Exercise requirements: Take the data below and extract the lines from the one with "Target: white shed wall" to the one with "x=577, y=557", inclusive, exactly as written.

(Data items)
BEGIN
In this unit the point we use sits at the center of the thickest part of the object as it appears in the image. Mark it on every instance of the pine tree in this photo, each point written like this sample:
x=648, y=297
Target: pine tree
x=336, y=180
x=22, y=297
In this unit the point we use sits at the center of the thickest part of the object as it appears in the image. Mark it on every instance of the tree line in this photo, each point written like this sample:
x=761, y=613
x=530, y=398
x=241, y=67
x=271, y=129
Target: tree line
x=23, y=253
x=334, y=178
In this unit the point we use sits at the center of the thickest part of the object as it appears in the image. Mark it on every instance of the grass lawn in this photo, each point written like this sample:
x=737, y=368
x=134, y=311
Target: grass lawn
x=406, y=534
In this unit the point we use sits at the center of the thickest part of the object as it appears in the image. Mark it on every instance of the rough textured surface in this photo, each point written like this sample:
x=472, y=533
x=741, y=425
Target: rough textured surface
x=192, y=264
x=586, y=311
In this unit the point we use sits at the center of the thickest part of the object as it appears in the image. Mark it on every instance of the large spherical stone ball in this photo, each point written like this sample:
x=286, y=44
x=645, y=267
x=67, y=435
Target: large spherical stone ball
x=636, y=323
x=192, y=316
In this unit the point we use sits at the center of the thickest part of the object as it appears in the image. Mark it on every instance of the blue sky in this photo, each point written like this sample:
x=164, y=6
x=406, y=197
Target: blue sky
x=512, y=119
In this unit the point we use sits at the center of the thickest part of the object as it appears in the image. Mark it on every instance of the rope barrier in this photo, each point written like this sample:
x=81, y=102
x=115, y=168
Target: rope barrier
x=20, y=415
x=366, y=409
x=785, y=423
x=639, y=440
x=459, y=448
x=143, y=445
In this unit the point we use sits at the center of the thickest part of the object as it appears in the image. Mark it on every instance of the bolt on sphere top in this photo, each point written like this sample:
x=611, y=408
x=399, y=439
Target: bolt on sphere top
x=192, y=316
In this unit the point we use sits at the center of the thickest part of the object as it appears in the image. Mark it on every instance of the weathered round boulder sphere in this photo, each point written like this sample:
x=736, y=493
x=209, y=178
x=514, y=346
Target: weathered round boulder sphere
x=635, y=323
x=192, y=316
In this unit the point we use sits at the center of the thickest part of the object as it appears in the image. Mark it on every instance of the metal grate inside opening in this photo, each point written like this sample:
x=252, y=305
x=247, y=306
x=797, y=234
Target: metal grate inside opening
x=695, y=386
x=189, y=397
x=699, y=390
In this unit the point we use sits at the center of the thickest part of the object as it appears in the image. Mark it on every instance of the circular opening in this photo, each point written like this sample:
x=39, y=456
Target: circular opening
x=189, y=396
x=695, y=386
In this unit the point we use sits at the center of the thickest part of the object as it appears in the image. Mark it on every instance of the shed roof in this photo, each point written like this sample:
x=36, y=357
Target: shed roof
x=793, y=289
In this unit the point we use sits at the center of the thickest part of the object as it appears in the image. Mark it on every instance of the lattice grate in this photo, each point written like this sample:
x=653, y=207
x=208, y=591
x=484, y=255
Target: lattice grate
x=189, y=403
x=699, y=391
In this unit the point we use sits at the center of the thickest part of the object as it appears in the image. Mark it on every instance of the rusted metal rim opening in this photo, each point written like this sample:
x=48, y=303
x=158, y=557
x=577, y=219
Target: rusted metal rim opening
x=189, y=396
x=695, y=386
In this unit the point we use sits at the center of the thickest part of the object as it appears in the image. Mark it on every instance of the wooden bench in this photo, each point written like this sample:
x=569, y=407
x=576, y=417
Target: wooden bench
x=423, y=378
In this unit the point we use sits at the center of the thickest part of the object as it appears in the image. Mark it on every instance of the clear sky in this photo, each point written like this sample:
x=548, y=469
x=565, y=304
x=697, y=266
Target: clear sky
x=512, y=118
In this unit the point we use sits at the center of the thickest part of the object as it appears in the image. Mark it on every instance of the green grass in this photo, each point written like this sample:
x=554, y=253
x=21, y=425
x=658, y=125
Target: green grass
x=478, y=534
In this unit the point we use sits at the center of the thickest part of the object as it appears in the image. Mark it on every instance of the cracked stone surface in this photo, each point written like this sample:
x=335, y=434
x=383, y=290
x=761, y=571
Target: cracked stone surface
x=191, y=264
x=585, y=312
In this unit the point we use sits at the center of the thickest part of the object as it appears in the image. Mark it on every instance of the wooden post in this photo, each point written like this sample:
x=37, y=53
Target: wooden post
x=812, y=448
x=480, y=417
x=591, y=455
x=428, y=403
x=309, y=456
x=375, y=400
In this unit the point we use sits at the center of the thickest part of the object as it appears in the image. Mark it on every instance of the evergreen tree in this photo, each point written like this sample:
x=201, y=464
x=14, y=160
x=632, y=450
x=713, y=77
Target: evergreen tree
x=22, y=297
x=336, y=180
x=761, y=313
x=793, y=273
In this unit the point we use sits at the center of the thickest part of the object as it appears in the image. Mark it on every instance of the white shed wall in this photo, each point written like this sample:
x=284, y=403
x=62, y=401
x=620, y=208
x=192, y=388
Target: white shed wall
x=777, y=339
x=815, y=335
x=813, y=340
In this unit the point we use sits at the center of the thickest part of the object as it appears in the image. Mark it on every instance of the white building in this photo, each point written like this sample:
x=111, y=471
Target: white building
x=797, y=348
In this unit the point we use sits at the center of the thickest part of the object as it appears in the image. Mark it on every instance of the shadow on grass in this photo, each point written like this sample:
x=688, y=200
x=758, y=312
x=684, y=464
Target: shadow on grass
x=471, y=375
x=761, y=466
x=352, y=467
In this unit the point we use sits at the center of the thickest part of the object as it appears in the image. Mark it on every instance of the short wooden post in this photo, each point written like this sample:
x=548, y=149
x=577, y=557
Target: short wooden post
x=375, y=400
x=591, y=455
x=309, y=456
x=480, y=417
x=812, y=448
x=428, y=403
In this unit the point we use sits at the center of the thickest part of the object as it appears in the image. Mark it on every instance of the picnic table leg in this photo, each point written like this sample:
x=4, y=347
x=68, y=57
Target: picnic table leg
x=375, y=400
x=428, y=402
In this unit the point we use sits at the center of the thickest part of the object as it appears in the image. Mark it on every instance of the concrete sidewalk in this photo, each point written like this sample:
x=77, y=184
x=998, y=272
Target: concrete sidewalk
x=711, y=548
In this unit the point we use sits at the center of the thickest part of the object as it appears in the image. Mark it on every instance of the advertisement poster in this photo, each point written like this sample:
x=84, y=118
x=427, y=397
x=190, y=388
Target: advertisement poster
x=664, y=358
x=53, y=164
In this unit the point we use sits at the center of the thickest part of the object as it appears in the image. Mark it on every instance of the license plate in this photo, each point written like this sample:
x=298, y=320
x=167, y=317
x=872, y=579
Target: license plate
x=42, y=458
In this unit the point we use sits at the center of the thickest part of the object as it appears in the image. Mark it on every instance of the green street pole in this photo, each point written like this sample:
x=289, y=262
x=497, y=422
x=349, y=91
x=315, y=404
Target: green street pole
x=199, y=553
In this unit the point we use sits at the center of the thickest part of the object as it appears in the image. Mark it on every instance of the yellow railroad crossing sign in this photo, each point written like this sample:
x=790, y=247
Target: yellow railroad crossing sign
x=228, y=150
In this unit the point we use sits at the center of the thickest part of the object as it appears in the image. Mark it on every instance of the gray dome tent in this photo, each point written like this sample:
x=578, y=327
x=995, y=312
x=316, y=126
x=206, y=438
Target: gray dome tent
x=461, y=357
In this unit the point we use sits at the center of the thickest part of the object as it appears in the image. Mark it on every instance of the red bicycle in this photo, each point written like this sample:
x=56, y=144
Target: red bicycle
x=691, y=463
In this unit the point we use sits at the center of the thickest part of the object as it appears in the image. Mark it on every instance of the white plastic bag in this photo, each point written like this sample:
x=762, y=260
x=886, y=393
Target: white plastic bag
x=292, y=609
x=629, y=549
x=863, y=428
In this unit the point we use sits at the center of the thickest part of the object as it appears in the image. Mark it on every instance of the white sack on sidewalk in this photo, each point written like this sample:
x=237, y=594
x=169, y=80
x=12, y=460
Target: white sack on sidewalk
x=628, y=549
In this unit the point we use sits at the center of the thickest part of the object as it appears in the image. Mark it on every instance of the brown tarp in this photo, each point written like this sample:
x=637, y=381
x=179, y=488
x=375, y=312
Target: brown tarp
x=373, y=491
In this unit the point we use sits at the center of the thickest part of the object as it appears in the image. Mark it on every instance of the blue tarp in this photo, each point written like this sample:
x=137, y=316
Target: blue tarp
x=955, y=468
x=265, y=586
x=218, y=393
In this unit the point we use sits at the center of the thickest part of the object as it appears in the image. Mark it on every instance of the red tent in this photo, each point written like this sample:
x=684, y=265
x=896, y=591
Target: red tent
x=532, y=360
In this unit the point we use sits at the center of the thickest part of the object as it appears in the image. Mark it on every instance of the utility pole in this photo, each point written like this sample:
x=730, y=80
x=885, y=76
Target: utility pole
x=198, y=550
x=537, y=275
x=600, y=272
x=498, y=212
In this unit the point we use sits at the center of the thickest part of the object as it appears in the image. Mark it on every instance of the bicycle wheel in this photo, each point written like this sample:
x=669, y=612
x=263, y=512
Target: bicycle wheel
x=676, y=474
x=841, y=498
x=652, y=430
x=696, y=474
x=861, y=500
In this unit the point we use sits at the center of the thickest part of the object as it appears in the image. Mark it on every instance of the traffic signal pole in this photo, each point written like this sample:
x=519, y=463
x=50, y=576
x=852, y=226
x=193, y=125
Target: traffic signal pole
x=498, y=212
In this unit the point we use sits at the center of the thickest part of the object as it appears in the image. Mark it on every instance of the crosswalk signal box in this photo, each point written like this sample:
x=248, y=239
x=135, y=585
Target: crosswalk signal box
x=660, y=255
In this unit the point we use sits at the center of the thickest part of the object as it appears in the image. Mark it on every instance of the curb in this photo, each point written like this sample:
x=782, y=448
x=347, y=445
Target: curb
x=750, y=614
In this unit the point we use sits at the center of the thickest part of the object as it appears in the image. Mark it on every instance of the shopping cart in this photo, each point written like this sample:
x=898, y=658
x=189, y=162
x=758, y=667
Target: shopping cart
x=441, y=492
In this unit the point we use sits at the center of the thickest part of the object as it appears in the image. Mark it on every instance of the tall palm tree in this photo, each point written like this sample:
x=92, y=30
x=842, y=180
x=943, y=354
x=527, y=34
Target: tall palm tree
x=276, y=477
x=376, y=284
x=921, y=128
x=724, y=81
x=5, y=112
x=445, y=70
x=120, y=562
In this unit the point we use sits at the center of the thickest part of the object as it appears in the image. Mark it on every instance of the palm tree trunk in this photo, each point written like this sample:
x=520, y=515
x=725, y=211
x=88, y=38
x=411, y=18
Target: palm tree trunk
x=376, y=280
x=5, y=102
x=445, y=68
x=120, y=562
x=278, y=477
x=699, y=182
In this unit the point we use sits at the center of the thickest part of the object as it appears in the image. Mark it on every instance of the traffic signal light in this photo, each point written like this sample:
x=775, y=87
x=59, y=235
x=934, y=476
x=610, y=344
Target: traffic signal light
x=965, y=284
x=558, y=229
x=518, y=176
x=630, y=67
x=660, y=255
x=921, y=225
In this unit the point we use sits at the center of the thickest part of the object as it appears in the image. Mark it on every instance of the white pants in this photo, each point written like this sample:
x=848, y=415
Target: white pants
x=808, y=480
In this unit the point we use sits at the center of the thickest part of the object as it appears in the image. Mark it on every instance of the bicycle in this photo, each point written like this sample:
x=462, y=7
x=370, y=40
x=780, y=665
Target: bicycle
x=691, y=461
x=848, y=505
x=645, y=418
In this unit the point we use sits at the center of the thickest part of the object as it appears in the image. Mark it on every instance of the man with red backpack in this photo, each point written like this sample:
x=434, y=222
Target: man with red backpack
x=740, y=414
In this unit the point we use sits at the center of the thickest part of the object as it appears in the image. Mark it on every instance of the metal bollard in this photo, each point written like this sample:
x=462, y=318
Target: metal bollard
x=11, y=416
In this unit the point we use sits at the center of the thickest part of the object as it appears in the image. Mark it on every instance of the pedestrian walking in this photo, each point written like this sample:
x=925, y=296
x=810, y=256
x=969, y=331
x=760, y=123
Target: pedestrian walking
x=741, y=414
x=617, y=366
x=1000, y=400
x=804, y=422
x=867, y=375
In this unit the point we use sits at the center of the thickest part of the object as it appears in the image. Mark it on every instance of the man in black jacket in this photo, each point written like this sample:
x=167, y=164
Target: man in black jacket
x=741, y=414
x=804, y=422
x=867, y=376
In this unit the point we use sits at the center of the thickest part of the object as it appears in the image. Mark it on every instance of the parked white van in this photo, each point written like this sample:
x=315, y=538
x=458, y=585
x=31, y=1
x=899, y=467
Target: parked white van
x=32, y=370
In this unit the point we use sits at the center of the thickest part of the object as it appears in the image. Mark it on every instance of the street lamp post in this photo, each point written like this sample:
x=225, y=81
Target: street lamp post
END
Response to this task:
Target: white shed wall
x=777, y=339
x=815, y=335
x=813, y=340
In this unit the point we use sits at the center of the thickest part of the object as it appears in the image. Mark it on every instance of the white building in this photo, each point written like this sample:
x=111, y=471
Target: white building
x=797, y=348
In this unit the point we use sits at the center of the thickest part of the object as it appears in the image. Mark it on every instance of the shadow on grass in this photo, each point written like this sample:
x=688, y=200
x=758, y=312
x=684, y=464
Target: shadow on grass
x=471, y=375
x=761, y=466
x=352, y=467
In this unit the point we use sits at the center of the thickest part of the object as it appears in the image. Mark it on every instance of the short wooden post in this photo, each point written like this sample:
x=548, y=149
x=577, y=557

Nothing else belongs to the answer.